Run this regression without any other regressor. Comment on the result.

__Question 13: we consider now the regression__

$\text{life satisfaction}_n =  \alpha + \beta \text{unemployment}_n + \gamma \text{work ethic}_n +  \text{other regressors}$

Which regressors would you choose? Can you find the combination that maximizes the predictive power of the regression?

__Question 14: the effect of work ethics__

From the preceding regression can we cannot conclude about the interaction between work ethics and unemployment.

Try to answer that question by running the following steps
- create one variable `high_work_ethic`, equal to 1, if work ethic is above average
- run the regression from before for two different dataset, one where `high_work_ethic` is equal to 1, and another where it is equal to 0
- compare the values obtained for $\beta$ in both cases
- interpret
- __bonus__: make a graphical representation

__Question 15: interaction term__

Another common approach consists in running a regression with an interacion term, that is

$\text{life satisfaction}_n =  \alpha + \beta \text{unemployment}_n + \gamma \text{work ethic}_n +\delta  \text{unemployment}_n \times \text{work ethic}_n+  \text{other regressors}$

Then if $\delta$ is negative, higher work ethic implies a stronger effect of unemployment.

(Part of a data file)
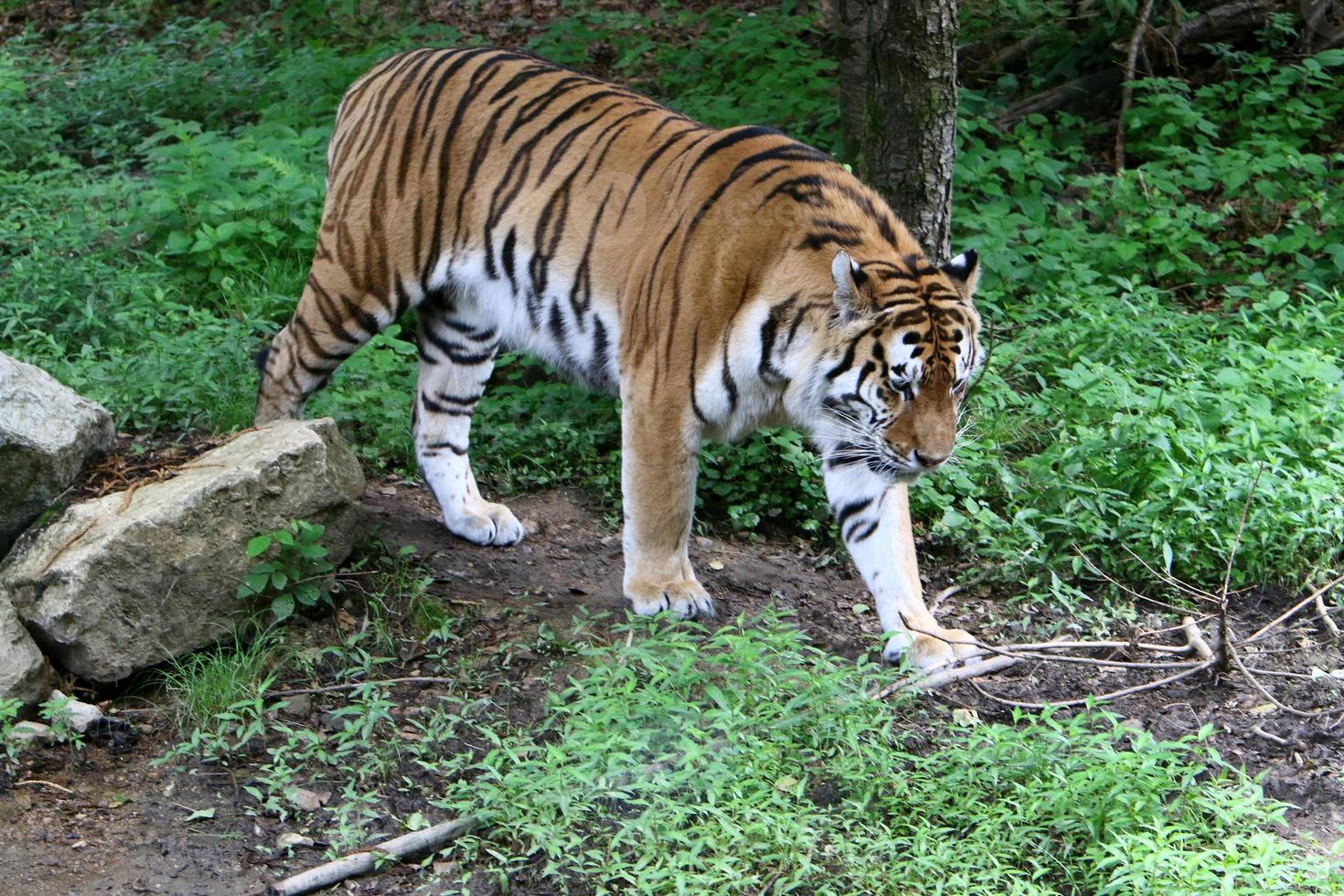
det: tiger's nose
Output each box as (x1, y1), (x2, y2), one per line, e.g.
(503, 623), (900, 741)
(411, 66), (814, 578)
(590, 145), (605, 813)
(915, 449), (947, 469)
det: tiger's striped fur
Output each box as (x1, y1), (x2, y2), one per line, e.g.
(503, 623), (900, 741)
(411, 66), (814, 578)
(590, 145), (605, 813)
(257, 48), (981, 665)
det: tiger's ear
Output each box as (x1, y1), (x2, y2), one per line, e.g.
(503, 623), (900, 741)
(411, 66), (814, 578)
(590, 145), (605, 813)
(830, 251), (869, 323)
(941, 249), (980, 303)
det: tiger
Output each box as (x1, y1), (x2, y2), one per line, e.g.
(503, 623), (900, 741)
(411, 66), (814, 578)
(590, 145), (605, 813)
(255, 47), (984, 669)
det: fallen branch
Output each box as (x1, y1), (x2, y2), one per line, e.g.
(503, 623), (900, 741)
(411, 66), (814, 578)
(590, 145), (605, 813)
(1180, 616), (1213, 659)
(1252, 725), (1289, 747)
(1242, 575), (1344, 645)
(265, 676), (458, 698)
(14, 778), (75, 796)
(996, 0), (1286, 129)
(970, 659), (1213, 709)
(269, 816), (484, 896)
(1316, 591), (1340, 638)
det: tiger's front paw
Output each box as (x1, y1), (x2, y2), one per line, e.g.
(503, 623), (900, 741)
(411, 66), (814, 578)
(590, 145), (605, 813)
(881, 629), (980, 670)
(625, 579), (714, 619)
(443, 501), (523, 546)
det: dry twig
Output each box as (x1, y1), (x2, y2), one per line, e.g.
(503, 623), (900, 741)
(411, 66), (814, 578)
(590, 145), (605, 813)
(1115, 0), (1153, 175)
(270, 816), (483, 896)
(266, 676), (458, 698)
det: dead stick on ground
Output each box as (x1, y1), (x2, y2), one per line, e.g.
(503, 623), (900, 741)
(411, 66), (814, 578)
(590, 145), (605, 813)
(266, 676), (460, 698)
(1115, 0), (1153, 175)
(1252, 725), (1287, 747)
(1242, 575), (1344, 646)
(972, 659), (1213, 709)
(1316, 591), (1340, 636)
(874, 656), (1021, 699)
(270, 816), (483, 896)
(1180, 616), (1213, 659)
(14, 778), (75, 796)
(1218, 464), (1264, 675)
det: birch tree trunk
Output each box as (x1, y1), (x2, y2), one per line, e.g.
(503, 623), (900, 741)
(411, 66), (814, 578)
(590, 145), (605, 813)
(827, 0), (957, 262)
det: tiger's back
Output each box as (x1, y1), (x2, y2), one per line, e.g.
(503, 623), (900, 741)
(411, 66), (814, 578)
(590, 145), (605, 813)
(257, 48), (978, 668)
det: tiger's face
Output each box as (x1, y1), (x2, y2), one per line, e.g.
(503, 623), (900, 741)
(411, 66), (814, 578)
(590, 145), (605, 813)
(818, 251), (984, 482)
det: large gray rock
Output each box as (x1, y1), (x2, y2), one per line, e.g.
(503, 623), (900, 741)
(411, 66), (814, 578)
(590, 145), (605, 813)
(0, 596), (55, 704)
(0, 419), (364, 682)
(0, 353), (117, 556)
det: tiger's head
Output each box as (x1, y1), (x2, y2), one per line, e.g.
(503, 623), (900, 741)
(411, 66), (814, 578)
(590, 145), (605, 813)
(816, 245), (984, 482)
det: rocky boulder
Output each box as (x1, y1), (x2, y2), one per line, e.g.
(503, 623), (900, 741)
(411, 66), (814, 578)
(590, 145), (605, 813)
(0, 419), (364, 682)
(0, 353), (117, 556)
(0, 596), (55, 704)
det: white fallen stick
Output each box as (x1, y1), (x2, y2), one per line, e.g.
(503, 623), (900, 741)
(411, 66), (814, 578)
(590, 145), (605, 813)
(1180, 616), (1213, 659)
(898, 656), (1021, 690)
(270, 816), (481, 896)
(872, 656), (1021, 699)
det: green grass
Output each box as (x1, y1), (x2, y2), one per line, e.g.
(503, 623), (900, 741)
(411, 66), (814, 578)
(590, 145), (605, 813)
(160, 630), (283, 733)
(159, 607), (1344, 895)
(0, 3), (1344, 613)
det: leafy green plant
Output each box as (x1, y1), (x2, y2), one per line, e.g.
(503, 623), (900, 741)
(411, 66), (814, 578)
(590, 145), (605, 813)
(0, 698), (23, 764)
(238, 520), (336, 622)
(434, 618), (1340, 895)
(37, 695), (85, 752)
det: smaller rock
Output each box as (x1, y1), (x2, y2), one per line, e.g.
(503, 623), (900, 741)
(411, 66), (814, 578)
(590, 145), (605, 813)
(280, 693), (314, 719)
(0, 593), (57, 705)
(285, 787), (326, 811)
(49, 690), (103, 733)
(0, 353), (115, 555)
(275, 830), (314, 849)
(5, 721), (57, 744)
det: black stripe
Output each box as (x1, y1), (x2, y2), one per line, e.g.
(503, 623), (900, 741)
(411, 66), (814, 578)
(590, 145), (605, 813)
(836, 497), (874, 528)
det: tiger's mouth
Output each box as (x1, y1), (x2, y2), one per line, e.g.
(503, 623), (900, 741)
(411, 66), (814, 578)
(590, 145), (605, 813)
(867, 454), (923, 485)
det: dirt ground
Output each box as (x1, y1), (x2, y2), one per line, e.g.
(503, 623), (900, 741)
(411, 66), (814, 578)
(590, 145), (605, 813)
(0, 480), (1344, 896)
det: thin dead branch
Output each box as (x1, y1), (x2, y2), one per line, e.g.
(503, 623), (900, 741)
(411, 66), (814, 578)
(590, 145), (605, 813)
(266, 676), (458, 698)
(1115, 0), (1153, 175)
(1242, 575), (1344, 645)
(1316, 592), (1340, 638)
(1180, 616), (1213, 659)
(270, 816), (484, 896)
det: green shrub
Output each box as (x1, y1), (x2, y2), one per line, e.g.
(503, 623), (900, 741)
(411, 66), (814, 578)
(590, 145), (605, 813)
(434, 621), (1340, 895)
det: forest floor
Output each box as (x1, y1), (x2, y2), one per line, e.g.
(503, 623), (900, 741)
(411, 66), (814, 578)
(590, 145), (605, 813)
(0, 480), (1344, 896)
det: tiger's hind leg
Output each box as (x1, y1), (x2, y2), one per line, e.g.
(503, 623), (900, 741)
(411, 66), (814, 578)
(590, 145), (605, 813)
(621, 389), (714, 619)
(254, 262), (410, 426)
(415, 289), (523, 544)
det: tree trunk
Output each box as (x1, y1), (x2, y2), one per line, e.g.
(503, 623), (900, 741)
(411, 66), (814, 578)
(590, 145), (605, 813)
(827, 0), (957, 261)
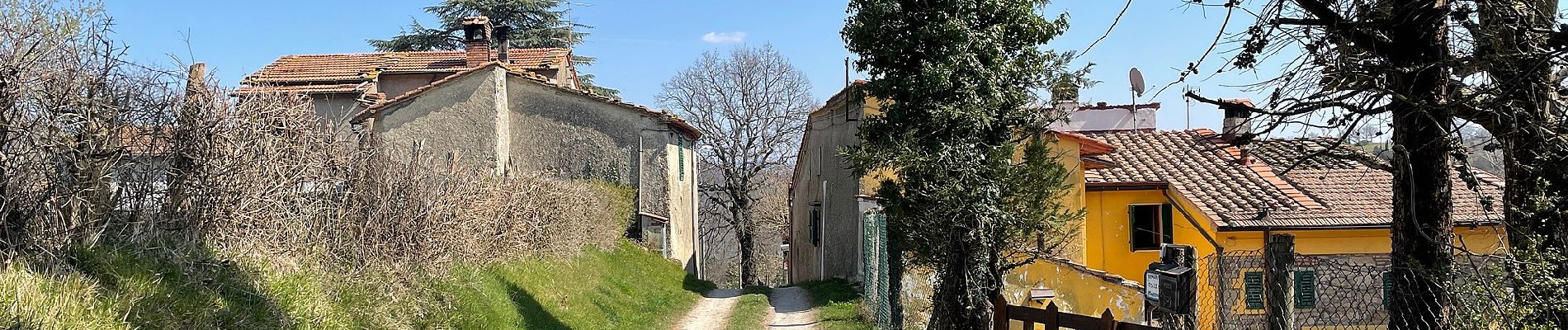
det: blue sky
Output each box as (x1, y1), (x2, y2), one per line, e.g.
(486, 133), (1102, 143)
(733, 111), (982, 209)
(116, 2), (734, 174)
(103, 0), (1268, 128)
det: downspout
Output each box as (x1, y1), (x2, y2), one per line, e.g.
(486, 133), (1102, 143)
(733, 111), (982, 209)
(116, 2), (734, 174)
(682, 139), (706, 280)
(1160, 187), (1226, 328)
(1160, 189), (1225, 255)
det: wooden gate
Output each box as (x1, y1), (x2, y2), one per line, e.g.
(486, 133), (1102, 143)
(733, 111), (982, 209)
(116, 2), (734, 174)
(991, 295), (1160, 330)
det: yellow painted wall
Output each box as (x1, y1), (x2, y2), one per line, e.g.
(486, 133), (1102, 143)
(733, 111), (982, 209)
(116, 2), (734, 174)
(1002, 260), (1145, 327)
(1084, 186), (1507, 328)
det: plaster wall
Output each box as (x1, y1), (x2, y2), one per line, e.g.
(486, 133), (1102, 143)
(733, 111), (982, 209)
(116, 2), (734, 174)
(376, 72), (451, 97)
(375, 67), (497, 169)
(789, 97), (869, 283)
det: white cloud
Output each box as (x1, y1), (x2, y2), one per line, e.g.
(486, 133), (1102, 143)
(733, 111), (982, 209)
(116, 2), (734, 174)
(702, 31), (746, 44)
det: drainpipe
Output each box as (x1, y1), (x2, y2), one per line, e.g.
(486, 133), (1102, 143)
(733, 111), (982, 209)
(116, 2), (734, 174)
(692, 139), (707, 280)
(1160, 189), (1225, 255)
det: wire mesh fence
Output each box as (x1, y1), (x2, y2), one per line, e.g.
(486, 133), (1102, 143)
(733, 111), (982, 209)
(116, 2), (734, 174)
(1155, 245), (1516, 330)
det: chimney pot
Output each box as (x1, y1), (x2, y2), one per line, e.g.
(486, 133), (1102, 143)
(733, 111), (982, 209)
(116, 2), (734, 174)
(495, 25), (511, 64)
(1221, 98), (1253, 141)
(463, 16), (491, 68)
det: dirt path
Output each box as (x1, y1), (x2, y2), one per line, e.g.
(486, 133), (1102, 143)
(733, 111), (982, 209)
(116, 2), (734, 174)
(676, 290), (740, 330)
(768, 286), (817, 330)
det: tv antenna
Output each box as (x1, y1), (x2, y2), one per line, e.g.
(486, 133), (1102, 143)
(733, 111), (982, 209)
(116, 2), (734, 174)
(1127, 68), (1143, 122)
(1181, 86), (1202, 130)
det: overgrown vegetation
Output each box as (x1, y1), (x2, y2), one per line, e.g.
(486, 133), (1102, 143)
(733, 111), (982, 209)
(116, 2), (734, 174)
(842, 0), (1084, 330)
(0, 243), (699, 328)
(0, 0), (699, 328)
(800, 278), (875, 330)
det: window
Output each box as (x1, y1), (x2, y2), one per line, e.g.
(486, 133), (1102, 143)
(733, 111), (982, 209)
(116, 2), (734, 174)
(806, 208), (822, 246)
(1383, 272), (1394, 308)
(1295, 269), (1317, 308)
(1127, 205), (1173, 250)
(1242, 269), (1317, 309)
(1242, 272), (1263, 309)
(676, 138), (685, 182)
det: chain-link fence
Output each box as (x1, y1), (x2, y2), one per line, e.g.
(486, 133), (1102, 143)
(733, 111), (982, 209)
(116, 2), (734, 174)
(861, 210), (899, 327)
(1157, 243), (1514, 330)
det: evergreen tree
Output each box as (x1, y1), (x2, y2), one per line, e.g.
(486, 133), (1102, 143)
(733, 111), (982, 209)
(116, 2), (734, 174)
(366, 0), (620, 97)
(842, 0), (1082, 330)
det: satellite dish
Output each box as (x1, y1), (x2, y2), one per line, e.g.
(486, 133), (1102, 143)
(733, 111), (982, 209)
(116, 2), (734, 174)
(1127, 68), (1143, 97)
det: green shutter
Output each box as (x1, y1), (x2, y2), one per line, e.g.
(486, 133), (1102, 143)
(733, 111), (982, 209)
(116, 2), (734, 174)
(1160, 203), (1176, 244)
(1295, 269), (1317, 308)
(806, 210), (822, 246)
(1127, 205), (1138, 250)
(676, 139), (685, 182)
(1242, 272), (1263, 309)
(1383, 272), (1394, 308)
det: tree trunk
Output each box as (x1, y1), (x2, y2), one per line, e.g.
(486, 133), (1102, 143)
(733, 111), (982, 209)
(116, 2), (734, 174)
(1466, 0), (1568, 325)
(927, 225), (1000, 330)
(730, 194), (758, 286)
(1385, 0), (1453, 330)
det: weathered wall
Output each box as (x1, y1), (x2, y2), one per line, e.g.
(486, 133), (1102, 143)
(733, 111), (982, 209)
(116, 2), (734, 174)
(310, 94), (364, 128)
(376, 72), (451, 97)
(664, 134), (701, 272)
(1002, 260), (1145, 323)
(507, 77), (699, 272)
(789, 91), (864, 283)
(375, 67), (495, 169)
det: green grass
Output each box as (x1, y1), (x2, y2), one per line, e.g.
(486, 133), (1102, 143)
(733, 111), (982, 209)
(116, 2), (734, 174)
(725, 286), (773, 330)
(453, 239), (711, 330)
(0, 243), (699, 330)
(800, 278), (875, 330)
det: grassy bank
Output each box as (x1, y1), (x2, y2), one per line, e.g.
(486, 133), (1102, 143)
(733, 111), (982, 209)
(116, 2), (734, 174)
(800, 278), (875, 330)
(725, 286), (773, 330)
(0, 243), (711, 328)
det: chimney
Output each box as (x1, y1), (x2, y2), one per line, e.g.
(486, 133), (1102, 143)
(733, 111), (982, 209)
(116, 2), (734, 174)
(463, 16), (491, 68)
(1051, 80), (1079, 112)
(1221, 98), (1253, 141)
(495, 25), (511, 64)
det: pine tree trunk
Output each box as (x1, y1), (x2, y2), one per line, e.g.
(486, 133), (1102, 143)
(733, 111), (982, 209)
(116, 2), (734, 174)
(1386, 0), (1455, 330)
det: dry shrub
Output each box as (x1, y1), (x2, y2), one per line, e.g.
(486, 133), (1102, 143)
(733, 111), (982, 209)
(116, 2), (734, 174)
(0, 0), (631, 266)
(169, 96), (629, 264)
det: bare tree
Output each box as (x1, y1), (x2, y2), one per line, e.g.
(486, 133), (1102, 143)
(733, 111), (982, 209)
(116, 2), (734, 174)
(659, 45), (815, 285)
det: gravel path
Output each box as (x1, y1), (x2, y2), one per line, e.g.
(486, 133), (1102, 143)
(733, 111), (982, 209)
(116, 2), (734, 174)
(768, 286), (817, 330)
(678, 290), (740, 330)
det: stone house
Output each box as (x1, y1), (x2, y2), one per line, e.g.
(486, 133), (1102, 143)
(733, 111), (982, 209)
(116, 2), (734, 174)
(235, 17), (701, 272)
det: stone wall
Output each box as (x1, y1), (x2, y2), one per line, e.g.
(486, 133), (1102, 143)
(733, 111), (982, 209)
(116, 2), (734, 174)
(375, 68), (495, 171)
(789, 97), (864, 283)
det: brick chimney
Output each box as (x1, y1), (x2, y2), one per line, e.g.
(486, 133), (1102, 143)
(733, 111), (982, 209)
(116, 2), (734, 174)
(463, 16), (491, 68)
(495, 25), (511, 63)
(1221, 98), (1253, 141)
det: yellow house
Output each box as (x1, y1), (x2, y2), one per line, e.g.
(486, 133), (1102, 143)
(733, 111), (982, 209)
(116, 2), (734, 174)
(1075, 127), (1505, 328)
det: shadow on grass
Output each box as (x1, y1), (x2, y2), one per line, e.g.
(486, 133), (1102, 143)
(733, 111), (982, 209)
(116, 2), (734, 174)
(507, 281), (571, 330)
(68, 246), (287, 328)
(681, 272), (718, 295)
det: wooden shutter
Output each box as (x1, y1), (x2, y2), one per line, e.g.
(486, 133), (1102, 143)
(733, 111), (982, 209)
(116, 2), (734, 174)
(1295, 269), (1317, 308)
(1242, 272), (1263, 309)
(1160, 203), (1176, 244)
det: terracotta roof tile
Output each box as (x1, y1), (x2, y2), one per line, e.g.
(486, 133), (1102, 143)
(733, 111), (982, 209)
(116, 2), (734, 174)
(243, 49), (571, 84)
(234, 82), (370, 94)
(1085, 130), (1502, 229)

→ COMPLETE THE FOLLOWING
(A) Answer these questions from the regression exercise:
(i) What value does `high_work_ethic` take when work ethic is above average?
(ii) For which coefficient does Question 14 have you compare the values from the two datasets?
(iii) According to Question 15, what does a negative $\delta$ imply?
(B) Reproduce word for word the stretch of the regression exercise from "Another common approach" through "effect of unemployment.".

→ RESPONSE LIST
(A)
(i) 1
(ii) $\beta$
(iii) Higher work ethic implies a stronger effect of unemployment.

(B)
Another common approach consists in running a regression with an interacion term, that is

$\text{life satisfaction}_n =  \alpha + \beta \text{unemployment}_n + \gamma \text{work ethic}_n +\delta  \text{unemployment}_n \times \text{work ethic}_n+  \text{other regressors}$

Then if $\delta$ is negative, higher work ethic implies a stronger effect of unemployment.